Edit the data below so that each "pick planner" becomes "route planner", leaving every other part unchanged.

╔══

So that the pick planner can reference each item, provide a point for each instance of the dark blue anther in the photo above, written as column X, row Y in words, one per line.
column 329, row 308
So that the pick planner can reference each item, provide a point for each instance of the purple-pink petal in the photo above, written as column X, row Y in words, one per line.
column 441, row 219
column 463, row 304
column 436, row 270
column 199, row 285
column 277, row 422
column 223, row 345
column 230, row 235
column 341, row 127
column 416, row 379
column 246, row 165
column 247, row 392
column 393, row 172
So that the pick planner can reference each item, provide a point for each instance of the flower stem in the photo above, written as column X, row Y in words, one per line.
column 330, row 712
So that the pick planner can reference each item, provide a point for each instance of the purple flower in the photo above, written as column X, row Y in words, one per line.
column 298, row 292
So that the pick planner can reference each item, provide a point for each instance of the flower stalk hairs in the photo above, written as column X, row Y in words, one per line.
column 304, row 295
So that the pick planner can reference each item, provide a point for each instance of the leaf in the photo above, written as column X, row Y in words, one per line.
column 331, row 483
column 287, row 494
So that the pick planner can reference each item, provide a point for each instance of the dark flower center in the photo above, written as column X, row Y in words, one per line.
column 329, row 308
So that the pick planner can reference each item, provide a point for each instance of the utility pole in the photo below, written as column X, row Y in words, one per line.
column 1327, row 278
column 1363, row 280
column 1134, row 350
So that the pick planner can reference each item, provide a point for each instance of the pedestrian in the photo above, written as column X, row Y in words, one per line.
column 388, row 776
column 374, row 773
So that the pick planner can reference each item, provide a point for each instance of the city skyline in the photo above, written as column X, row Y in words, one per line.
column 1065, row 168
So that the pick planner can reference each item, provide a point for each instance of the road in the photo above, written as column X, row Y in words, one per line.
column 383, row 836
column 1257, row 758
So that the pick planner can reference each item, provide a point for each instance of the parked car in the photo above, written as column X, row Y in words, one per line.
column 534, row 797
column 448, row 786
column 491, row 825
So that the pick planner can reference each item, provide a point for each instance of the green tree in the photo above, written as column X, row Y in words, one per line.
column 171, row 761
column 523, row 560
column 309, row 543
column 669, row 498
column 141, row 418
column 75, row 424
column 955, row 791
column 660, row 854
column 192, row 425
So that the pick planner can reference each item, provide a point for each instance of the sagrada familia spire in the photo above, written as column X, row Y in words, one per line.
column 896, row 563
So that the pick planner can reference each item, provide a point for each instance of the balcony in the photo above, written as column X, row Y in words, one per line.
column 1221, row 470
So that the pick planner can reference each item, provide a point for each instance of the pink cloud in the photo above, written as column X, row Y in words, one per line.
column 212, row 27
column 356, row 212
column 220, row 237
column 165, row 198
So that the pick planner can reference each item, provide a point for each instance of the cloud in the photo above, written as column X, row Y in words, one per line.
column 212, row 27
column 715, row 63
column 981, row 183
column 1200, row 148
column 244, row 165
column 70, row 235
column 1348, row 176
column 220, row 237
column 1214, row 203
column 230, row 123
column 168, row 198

╚══

* _TASK OUTPUT_:
So that the route planner can reference each item, provide a point for each instance of the dark blue anther in the photo above, written as column X, row Y in words, one per line.
column 329, row 308
So that the route planner can reference each item, provide a point for each instance of the purple-pink petal in the photo above, written as column X, row Y in words, one per line.
column 441, row 219
column 463, row 304
column 436, row 270
column 199, row 285
column 277, row 422
column 223, row 345
column 230, row 235
column 341, row 127
column 416, row 379
column 246, row 165
column 247, row 392
column 393, row 172
So that the route planner can reference each item, provide a point for each instance of the flower stem in the photo above, written as column X, row Y in words, one per line.
column 330, row 712
So that the route planner can reference each item, provide a point for each instance of the purple flower in the photo above, written as column X, row Y in words, one per line.
column 298, row 292
So that the route planner can reference each item, provide a point for each instance of the flower stalk hairs in the photo above, written as column X, row Y in words, one per line.
column 304, row 295
So that the route planner can reference each item, provide a point for each instance of the leaf in the photo above, written as column X, row Y in words, one per line.
column 331, row 483
column 287, row 494
So that the route planner can reference each item, provide a point for each instance of the dark flower center in the photo above, written as column X, row Y in words, one per line.
column 329, row 308
So that the route planner can reference each item, provide a point for each instance of the utility pole in the photo below, written as column X, row Y in words, one per line.
column 1327, row 278
column 1363, row 280
column 1134, row 350
So that the route planner can reference each item, provide a point for each instance of the pedestrian in the photo above, written as column X, row Y in words, one per line.
column 388, row 776
column 374, row 773
So that the route planner can reference each item, provide a point for each instance of the city skyline in the photo above, written as column X, row Y in words, one per line.
column 1065, row 168
So that the route planner can reference each item, provide a point for each instance of the road in the photo above, written as column X, row Y in words, one per line.
column 383, row 836
column 1257, row 758
So that the route planner can reference each item, provide a point for each instance of the parked car in the photo above, written as column X, row Y in words, one per line.
column 534, row 797
column 448, row 786
column 491, row 825
So that the route planner can reference each item, provide a point for each instance of the green tree in the photo above, written as column X, row Y in words, one per line.
column 171, row 761
column 523, row 560
column 309, row 543
column 669, row 498
column 141, row 418
column 75, row 424
column 955, row 791
column 660, row 854
column 192, row 425
So that the route planner can reference each item, provide a point for each instance of the sagrada familia spire in the photo above, written as column X, row Y in words, one per line.
column 896, row 563
So that the route planner can reference each item, provide a point for each instance of the balcony in the photo above, written as column X, row Y in words, one per line.
column 1221, row 470
So that the route planner can reference each item, provide a point for each instance of the pink cloud in the photo above, written as column X, row Y in words, one per line.
column 212, row 27
column 356, row 212
column 220, row 237
column 165, row 198
So that the route planner can reference each item, provide a point for each instance of the cloud in the photo above, written as column X, row Y in words, one per line.
column 212, row 27
column 715, row 63
column 981, row 183
column 1200, row 148
column 244, row 165
column 70, row 235
column 1348, row 176
column 220, row 237
column 1214, row 203
column 230, row 123
column 168, row 198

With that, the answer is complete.